#### Point placement lines:
━━━━

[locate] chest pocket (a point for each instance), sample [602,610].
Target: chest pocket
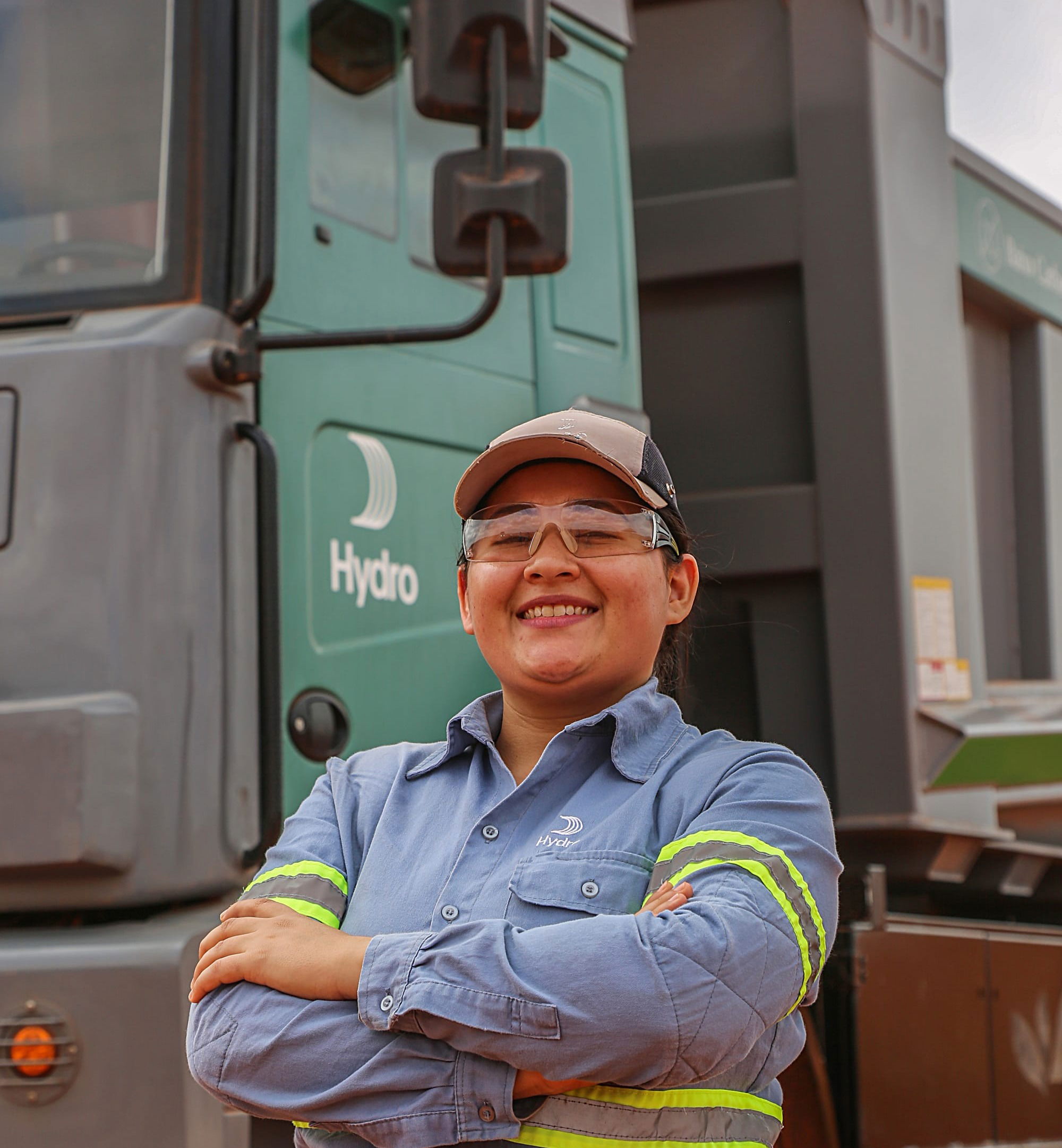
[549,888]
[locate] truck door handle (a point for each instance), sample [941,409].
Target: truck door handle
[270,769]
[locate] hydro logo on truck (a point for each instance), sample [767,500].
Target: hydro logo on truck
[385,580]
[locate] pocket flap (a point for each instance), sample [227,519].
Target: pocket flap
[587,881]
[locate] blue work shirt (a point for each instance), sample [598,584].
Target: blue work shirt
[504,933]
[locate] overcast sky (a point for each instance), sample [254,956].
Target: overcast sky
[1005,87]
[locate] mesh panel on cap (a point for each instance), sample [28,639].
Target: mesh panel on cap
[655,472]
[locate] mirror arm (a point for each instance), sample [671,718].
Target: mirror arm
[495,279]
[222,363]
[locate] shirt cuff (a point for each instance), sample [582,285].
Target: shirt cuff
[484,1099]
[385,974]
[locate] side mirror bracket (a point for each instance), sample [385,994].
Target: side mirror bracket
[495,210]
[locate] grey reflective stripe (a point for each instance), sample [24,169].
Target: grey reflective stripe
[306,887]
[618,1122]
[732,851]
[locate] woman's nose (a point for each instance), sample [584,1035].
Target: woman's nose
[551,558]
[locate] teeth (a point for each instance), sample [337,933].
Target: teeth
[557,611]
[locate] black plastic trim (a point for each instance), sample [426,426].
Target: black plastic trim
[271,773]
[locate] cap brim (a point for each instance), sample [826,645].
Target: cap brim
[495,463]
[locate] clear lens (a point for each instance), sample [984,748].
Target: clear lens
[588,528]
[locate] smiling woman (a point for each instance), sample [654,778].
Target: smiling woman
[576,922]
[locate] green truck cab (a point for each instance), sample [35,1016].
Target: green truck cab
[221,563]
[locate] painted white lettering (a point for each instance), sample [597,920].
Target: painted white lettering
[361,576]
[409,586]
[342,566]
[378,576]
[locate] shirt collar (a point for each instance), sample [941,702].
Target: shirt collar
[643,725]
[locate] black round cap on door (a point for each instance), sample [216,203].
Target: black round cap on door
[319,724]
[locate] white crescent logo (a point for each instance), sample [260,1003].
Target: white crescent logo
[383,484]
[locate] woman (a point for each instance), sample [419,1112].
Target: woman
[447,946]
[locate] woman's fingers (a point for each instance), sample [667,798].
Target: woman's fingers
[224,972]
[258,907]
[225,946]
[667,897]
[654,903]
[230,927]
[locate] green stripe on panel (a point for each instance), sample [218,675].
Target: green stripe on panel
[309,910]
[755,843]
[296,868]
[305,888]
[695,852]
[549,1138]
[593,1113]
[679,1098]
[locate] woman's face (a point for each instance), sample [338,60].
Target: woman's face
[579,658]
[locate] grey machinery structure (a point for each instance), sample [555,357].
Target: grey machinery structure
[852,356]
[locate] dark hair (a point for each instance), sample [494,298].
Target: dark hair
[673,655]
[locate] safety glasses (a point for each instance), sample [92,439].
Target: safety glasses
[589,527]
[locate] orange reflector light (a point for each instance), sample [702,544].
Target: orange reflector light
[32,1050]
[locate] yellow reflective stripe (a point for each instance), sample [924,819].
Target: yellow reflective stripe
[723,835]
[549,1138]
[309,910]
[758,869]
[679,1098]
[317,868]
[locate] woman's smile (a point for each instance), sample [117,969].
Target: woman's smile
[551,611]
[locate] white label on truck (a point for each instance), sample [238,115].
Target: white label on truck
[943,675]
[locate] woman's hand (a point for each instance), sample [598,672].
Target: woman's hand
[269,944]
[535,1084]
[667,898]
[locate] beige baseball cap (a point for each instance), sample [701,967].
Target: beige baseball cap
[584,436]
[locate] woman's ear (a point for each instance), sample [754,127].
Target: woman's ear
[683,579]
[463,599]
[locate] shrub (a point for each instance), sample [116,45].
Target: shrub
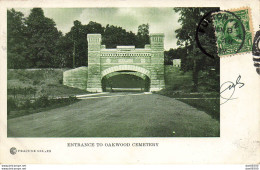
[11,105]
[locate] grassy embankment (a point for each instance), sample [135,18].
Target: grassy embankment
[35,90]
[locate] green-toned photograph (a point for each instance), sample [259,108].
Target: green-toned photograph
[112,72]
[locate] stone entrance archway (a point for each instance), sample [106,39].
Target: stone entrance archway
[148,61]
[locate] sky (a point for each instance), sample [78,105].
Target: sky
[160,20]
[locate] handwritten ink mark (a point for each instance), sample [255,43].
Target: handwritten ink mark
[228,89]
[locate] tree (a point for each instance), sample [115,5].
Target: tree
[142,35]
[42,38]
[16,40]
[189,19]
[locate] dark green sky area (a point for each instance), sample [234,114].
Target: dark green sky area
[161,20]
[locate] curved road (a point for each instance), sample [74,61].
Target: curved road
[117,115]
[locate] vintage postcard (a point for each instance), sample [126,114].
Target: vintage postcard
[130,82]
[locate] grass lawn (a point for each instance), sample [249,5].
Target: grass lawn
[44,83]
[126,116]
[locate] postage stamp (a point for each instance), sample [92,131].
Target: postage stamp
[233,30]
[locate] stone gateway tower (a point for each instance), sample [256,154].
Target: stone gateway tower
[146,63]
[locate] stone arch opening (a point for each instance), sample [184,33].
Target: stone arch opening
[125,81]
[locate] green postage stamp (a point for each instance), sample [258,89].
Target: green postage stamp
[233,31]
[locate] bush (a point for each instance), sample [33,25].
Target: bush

━━━━

#### Task directions:
Can you retype every one of the lines above word for word, leaving the pictures out of your answer?

#### Written response:
[locate] chest pocket (a point for each instance), sample [602,610].
Target: chest pocket
[549,888]
[locate] truck door handle (a point for each instance), sample [941,409].
Target: truck door handle
[270,769]
[locate] hydro logo on truck (a point for each instance), sample [767,500].
Target: hydro logo on truck
[385,580]
[locate] pocket flap (a point for each instance), sample [227,519].
Target: pocket flap
[587,881]
[locate] blue work shirt (a point for each instance), sample [598,584].
Target: blue work shirt
[504,933]
[locate] overcast sky (a point for each instance), sample [254,956].
Target: overcast sky
[1005,87]
[locate] mesh panel on cap (a point for each instance), sample [28,639].
Target: mesh panel on cap
[655,472]
[locate] mirror arm (a point for each instance), sample [671,718].
Target: mirror arm
[495,279]
[222,363]
[locate] shirt cuff (a point for each instance), sample [582,285].
Target: shirt cuff
[484,1099]
[385,974]
[locate] side mirror bracket (a point for each instance), sample [385,994].
Target: side mirror bracket
[495,210]
[locate] grey reflective stripe (a point for each instance), sample [24,169].
Target: grey reflective stripe
[306,887]
[618,1122]
[732,851]
[locate] woman's nose (a point for each instance), sample [584,1035].
Target: woman's nose
[551,558]
[locate] teeth (a point for each instance), sample [337,933].
Target: teeth
[557,611]
[locate] black plastic trim (a point for each instance), sample [426,426].
Target: black plastic trim
[271,773]
[locate] cap brim (a point for each instance), sample [826,645].
Target: cap brim
[495,463]
[locate] clear lens (a point for each instance), sample [984,748].
Target: clear lens
[588,528]
[locate] smiling woman (a point for each instance), sample [654,778].
Target: smiling woman
[576,922]
[locate] green truck cab (a point for each instance), sample [35,1016].
Target: green truck cab
[221,563]
[locate] painted white lettering (a point for each instance), sample [597,920].
Target: painted white lettering
[361,576]
[409,586]
[342,566]
[378,576]
[locate] shirt collar (a point for each instance), sample [941,702].
Target: shirt collar
[643,725]
[locate] black round cap on door (a point for each instance), sample [216,203].
Target: black round cap on door
[319,724]
[locate] white crescent logo (a point for each instance), sample [260,1003].
Target: white crescent logo
[383,484]
[locate] woman (a point for each instance), sample [419,1112].
Target: woman
[447,946]
[locate] woman's fingers (a point for each instance), sample [667,798].
Target: woman's fingers
[224,972]
[258,907]
[225,946]
[667,897]
[654,903]
[230,927]
[locate] green stripe on panel (a point for each instance), sample [218,675].
Target: green stripe on panel
[309,910]
[755,843]
[296,868]
[305,888]
[695,852]
[549,1138]
[593,1113]
[679,1098]
[locate] woman's face (a point for each instance), sample [338,60].
Target: woman's face
[579,658]
[locate] grey machinery structure (a point for each instance), sample [555,357].
Target: grey machinery structure
[852,356]
[locate] dark hair (a point for each instance), sample [494,298].
Target: dark hair
[673,655]
[locate] safety glasses (a point for each instance), sample [92,439].
Target: safety glasses
[589,527]
[locate] orange reflector light (a point for each instance), sample [702,544].
Target: orange reflector light
[32,1050]
[locate] yellow reflective stripe (a point for each instance), sample [924,819].
Target: yellow reflective stripe
[723,835]
[549,1138]
[309,910]
[758,869]
[679,1098]
[317,868]
[locate] woman's smile (a point for each instance), sample [117,969].
Target: woman's smile
[551,611]
[locate] white label on truck (a point for each instance), sample [238,115].
Target: white label on truck
[943,675]
[locate] woman's hand (a point for each instance), sample [598,672].
Target: woman's hand
[269,944]
[535,1084]
[667,898]
[locate] beige baseball cap (a point for each instance), sample [701,967].
Target: beige baseball cap
[584,436]
[locate] woman's ear (a point for each instance), sample [754,127].
Target: woman's ear
[683,579]
[463,599]
[locate] shrub (a point for each instance), sample [116,45].
Target: shrub
[11,105]
[locate] grassy embankment (a point for each instance), sample [135,18].
Target: grassy embankment
[35,90]
[locate] green-toned photograph (a point for each instance), sample [259,108].
Target: green-toned photograph
[112,72]
[locate] stone entrance archway (a point for each instance), sample [106,39].
Target: stone entrance archway
[148,61]
[locate] sky (a point for each instance), sample [78,105].
Target: sky
[160,20]
[locate] handwritten ink mark (a point for each instance), sample [255,43].
Target: handwritten ink mark
[228,89]
[locate] tree (a point for each instance), sample [115,5].
Target: tree
[142,35]
[42,38]
[16,40]
[189,19]
[locate] dark green sky area (a point for each instance), sample [234,114].
Target: dark green sky area
[161,20]
[locate] curved road (a point for each instance), sample [74,61].
Target: curved road
[117,115]
[locate] vintage postcard (a point for each instance), sample [126,114].
Target: vintage postcard
[130,82]
[locate] grass lawn (a point for each instance), sample [249,5].
Target: grass lawn
[44,83]
[126,116]
[locate] postage stamp (a point for each instance), sample [92,131].
Target: postage stamp
[233,30]
[locate] stone gateway tower (a point for each instance), sample [256,154].
Target: stone gateway tower
[146,63]
[locate] stone arch opening (a point for each instance), sample [184,33].
Target: stone arch opening
[125,81]
[locate] green postage stamp (a point for each instance), sample [258,89].
Target: green postage stamp
[233,31]
[locate] bush (a point for each instance), sample [33,25].
Target: bush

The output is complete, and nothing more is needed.